═══ Texte source

Miho Hazama (direction ), Eneko Diéguez (as), Mar Andino (as), Álex Haro ( ts), Aitor Zorzano (ts), Sergio Albacete (bs), Asier Ardaiz , Xabier Arriola, Javier Pérez , Íñigo Cuenca (tp), Iker Figueroa (, Mikel Gabiola, Ander Caro, Gaizka Otsoa (tb), Jorge Fernández Juan (p), Nicolás Alvear (g), Joanes Ederra (b), Eneko Arbea (dm)

Miho Hazama Musikene Big Band

Ils se trouvent tous pour la toute première fois sur la scène prestigieuse du Festival de Jazz de San Sebastian. Et pour la plupart viennent du Pays Basque. Ils sont en formation, ils suivent les cours de la Musikene, le Conservatoire Supérieur de Musique du Pays Basque, ici même à San Sebastián. Et fréquentent tous le département jazz. Une première pour eux comme d’ailleurs celle échue à Miho Hazama, musicienne et directrice d’orchestre venue spécialement les rencontrer pour ce concert à la tête du big band du Conservatoire «C’est la première fois pour moi aussi que je me retrouve à jouer à San Sebastian mes compositions que l’on a travaillées, plus quelques thèmes de grands du jazz» précise-t-elle visiblement un peu émue par l’évènement.
C’est donc parti pour cette première. Au sein de l’orchestre on croise au détour d’une partition un disciple de Brecker au ténor. Dans une improvisation un pianiste montre un intérêt manifeste pour la musique répetitivre, un tromboniste applique sculpte ses notes une à une sur la glissière de son instrument, pour son chorus un guitariste enfin se réfugie encore dans l’économie de ses notes. Tout parait bien fait pourtant, bien ficelé en deux jours seulement de répétitions. Et précisément exposé par l’ensemble. Ils sont tous jeunes donc, ils sont encore en phase d’apprentissage, de découverte.. Mais déjà ils jouent en live et on décèle dans leurs champs respectifs d’instruments des possibles, des probables, bref des personnalités de musiciens en devenir.
Formée au Japon puis au sein de la Manhattan School Music de New York, Miho dite «Mini» s’est faite une spécialité de la conduite d’orchestres de jazz. Avec le,travail d’arrangements sur les thèmes qui va avec. Des arrangements justement la chef japonaise en propose un premier, très travaillé á partir d’une composition de Duke Ellington. Puïs un autre sur un chef japonais qui l’a formée. Enfin un troisième plutót clinquant celui là à partir du Dolphin dance de Herbie Hancock. Le feu d’artifice final se donnera su « Epistrophy” de Monk, rien de moins.

Atrisma
Espace Frigo, 22juillet

Vincent Vilnet (p,cla), Hugo Raducanu (dm ), Johary Rakotondramasy (g)

══════
═══ Données fournies

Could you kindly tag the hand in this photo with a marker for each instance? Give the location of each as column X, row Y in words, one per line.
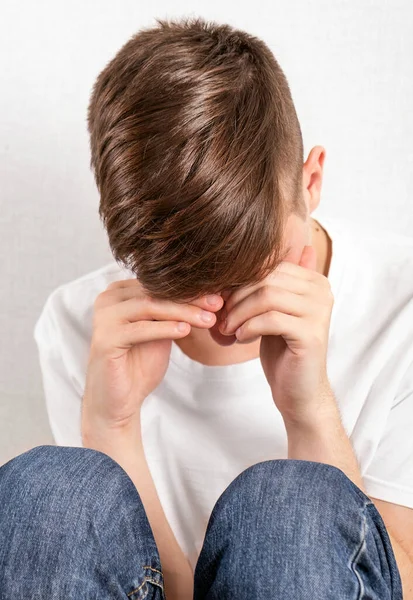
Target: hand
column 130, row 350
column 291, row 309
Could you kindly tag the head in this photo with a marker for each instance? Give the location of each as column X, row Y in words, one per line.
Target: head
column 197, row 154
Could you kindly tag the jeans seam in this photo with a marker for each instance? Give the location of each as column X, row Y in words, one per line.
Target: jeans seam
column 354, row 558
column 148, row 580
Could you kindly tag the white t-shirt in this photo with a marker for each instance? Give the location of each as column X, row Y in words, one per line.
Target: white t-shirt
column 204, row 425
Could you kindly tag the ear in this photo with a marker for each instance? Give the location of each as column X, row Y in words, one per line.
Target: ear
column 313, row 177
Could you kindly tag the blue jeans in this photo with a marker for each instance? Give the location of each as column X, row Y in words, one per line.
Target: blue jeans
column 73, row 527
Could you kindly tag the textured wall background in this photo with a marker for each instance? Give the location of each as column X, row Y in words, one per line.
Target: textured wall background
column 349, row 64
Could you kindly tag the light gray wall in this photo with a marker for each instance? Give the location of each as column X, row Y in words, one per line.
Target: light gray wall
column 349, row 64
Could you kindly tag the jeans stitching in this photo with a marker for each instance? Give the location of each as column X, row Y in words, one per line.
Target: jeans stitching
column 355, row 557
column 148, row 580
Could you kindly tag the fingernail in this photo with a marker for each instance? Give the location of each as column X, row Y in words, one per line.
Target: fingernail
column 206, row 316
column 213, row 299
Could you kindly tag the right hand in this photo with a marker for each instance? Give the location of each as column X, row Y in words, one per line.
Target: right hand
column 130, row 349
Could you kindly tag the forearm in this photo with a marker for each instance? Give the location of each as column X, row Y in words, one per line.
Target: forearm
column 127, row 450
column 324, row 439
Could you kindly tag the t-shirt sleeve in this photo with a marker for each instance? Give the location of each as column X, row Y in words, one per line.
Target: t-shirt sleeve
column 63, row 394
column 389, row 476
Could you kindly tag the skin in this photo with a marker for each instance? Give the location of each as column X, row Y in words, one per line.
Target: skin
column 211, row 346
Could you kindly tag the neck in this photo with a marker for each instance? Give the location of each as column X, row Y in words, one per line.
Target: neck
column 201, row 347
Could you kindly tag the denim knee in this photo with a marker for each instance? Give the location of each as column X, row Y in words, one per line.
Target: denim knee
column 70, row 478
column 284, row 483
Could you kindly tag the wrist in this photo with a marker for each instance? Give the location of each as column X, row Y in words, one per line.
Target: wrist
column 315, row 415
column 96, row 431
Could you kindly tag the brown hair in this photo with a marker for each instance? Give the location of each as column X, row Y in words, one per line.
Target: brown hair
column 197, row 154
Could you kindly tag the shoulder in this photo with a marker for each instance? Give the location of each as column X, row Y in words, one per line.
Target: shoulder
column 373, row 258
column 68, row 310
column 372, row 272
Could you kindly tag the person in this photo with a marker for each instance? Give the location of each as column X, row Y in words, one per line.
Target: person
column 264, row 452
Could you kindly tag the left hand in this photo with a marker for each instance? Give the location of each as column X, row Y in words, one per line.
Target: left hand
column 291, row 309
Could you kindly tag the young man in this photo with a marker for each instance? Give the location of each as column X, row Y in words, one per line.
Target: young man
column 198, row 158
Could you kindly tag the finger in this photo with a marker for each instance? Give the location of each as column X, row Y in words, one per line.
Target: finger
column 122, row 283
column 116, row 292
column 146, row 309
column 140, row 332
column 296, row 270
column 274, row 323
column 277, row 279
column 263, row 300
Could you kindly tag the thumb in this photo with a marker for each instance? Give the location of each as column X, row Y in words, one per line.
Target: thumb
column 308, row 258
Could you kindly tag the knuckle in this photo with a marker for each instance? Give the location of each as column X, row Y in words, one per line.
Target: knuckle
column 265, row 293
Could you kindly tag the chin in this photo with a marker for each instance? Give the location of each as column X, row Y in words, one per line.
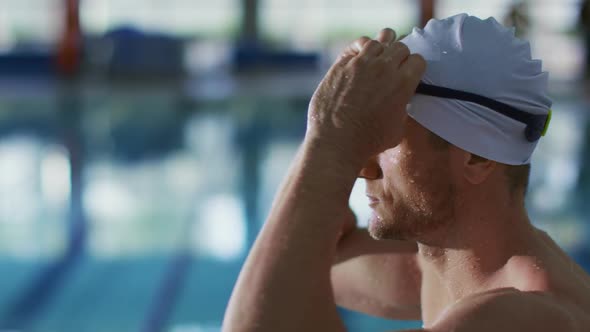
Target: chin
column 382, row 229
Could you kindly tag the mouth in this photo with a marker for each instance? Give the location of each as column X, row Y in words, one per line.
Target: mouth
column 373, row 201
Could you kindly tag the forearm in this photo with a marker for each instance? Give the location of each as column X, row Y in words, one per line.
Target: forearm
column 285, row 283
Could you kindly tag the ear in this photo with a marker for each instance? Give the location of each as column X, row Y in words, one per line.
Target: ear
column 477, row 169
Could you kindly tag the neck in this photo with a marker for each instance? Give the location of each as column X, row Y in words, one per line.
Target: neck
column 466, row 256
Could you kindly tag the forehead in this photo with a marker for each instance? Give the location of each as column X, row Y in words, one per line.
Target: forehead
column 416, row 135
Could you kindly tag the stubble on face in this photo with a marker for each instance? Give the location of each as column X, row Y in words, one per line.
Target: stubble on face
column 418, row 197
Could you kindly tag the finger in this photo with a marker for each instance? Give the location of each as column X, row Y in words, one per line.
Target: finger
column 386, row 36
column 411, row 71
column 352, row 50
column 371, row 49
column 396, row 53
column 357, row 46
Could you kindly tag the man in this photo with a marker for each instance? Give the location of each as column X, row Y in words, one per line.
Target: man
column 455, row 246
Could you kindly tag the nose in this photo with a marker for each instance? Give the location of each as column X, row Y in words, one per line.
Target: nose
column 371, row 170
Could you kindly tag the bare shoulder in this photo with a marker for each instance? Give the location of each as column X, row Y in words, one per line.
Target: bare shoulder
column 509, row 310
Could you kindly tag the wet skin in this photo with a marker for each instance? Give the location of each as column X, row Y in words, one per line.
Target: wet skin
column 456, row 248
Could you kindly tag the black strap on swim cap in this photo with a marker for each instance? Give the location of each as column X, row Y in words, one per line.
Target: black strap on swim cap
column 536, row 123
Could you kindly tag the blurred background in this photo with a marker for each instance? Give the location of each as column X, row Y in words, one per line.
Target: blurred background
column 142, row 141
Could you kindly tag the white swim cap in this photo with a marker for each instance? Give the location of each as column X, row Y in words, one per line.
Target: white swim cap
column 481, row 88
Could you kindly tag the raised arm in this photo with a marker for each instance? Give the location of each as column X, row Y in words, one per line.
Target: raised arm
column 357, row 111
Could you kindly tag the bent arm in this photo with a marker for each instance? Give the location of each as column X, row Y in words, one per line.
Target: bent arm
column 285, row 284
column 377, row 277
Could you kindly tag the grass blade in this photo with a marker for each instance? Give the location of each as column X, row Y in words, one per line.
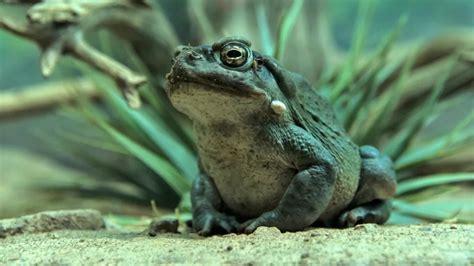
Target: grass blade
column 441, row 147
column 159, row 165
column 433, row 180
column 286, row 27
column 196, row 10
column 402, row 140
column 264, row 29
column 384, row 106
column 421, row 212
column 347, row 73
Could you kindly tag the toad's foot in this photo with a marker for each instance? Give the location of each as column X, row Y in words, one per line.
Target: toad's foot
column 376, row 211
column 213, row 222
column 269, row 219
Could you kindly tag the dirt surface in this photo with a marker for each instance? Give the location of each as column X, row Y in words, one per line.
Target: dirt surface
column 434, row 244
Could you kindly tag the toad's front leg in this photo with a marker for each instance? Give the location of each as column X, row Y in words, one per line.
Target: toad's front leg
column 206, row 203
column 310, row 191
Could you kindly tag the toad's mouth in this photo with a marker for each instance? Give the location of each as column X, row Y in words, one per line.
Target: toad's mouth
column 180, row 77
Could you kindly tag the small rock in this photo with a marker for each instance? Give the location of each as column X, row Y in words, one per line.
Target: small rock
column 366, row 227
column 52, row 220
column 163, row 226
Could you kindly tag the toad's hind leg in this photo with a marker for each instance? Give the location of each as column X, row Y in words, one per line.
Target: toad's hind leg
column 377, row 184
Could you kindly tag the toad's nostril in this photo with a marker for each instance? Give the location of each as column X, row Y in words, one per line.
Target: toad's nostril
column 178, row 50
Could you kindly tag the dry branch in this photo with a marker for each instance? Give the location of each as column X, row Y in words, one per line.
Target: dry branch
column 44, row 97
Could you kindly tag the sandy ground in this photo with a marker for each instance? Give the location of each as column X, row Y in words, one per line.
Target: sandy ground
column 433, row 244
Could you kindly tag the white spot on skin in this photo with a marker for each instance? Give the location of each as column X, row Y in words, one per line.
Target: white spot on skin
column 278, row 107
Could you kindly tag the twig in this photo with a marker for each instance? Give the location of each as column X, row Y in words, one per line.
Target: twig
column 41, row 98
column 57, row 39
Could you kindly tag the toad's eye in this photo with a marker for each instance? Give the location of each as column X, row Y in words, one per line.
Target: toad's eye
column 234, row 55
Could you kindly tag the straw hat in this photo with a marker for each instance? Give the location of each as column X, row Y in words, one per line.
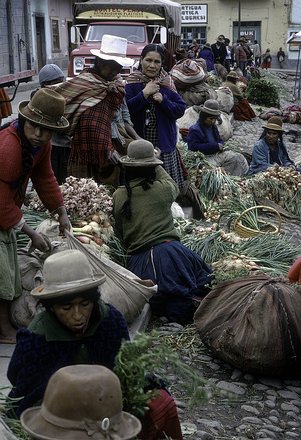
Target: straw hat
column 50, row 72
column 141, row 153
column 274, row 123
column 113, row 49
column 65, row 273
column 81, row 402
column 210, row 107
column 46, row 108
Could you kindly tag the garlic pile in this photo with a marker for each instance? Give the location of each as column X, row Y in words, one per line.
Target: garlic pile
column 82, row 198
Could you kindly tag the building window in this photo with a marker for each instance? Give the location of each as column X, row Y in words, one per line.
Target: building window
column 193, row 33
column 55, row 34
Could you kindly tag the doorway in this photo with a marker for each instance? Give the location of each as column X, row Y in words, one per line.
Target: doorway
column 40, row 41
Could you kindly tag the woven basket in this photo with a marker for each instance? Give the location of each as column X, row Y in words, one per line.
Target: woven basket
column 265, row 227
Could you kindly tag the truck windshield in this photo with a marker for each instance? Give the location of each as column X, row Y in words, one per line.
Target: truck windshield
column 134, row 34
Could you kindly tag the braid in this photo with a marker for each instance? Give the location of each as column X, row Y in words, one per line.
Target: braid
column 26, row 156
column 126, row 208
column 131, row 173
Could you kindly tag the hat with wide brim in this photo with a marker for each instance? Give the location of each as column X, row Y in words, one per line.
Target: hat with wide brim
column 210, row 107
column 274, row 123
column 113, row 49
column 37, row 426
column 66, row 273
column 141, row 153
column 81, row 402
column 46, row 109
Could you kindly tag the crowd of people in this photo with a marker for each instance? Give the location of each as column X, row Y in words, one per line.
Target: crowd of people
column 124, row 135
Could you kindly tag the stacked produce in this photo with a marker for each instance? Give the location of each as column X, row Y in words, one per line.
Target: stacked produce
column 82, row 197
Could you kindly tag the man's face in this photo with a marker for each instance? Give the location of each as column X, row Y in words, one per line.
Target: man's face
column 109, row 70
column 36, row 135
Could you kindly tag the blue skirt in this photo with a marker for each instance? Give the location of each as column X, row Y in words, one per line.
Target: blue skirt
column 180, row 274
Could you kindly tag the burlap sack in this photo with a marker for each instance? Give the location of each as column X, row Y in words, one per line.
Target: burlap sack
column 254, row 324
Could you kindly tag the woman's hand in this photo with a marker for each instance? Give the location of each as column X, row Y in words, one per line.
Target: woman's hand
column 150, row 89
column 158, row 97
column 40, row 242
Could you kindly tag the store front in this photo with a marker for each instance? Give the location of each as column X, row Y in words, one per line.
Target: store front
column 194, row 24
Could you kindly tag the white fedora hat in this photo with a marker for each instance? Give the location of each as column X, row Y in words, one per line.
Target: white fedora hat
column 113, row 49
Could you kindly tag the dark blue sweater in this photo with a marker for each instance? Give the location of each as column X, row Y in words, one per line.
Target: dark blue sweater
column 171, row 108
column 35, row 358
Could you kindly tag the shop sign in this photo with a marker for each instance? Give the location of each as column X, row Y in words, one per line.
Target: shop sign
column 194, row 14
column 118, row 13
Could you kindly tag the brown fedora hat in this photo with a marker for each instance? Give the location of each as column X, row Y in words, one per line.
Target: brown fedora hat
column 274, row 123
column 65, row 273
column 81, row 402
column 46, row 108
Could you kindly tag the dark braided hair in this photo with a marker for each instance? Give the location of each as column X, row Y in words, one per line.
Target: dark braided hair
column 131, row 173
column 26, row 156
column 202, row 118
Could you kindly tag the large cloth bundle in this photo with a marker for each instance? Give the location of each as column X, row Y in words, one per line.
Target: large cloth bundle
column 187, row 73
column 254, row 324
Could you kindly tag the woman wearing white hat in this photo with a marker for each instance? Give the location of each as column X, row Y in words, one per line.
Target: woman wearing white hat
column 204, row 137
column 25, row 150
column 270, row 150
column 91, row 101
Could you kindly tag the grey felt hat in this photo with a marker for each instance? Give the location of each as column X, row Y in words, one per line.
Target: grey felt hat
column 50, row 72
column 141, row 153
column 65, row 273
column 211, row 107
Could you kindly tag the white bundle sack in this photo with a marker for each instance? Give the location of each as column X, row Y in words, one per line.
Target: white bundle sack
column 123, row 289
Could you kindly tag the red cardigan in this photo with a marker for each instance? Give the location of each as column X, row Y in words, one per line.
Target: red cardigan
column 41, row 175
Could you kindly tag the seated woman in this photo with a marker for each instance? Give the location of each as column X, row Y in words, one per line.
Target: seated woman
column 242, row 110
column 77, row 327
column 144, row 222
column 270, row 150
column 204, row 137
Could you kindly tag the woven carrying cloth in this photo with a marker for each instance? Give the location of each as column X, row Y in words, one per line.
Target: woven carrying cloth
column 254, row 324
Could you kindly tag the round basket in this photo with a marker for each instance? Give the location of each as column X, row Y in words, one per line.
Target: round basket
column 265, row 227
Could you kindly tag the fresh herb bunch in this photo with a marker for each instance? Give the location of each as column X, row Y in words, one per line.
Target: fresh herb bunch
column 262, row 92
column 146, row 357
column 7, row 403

══════

_Consigne_:
Répondez, s'il vous plaît, à ces questions sur l'extrait consacré au concert du big band de la Musikene :
(a) Combien de jours de répétitions le concert a-t-il demandé ?
(b) Où Miho Hazama a-t-elle été formée ?
(c) Sur quel morceau se donne le feu d'artifice final ?

_Réponse_:
(a) Deux jours seulement.
(b) Au Japon, puis à la Manhattan School Music de New York.
(c) Sur « Epistrophy » de Monk.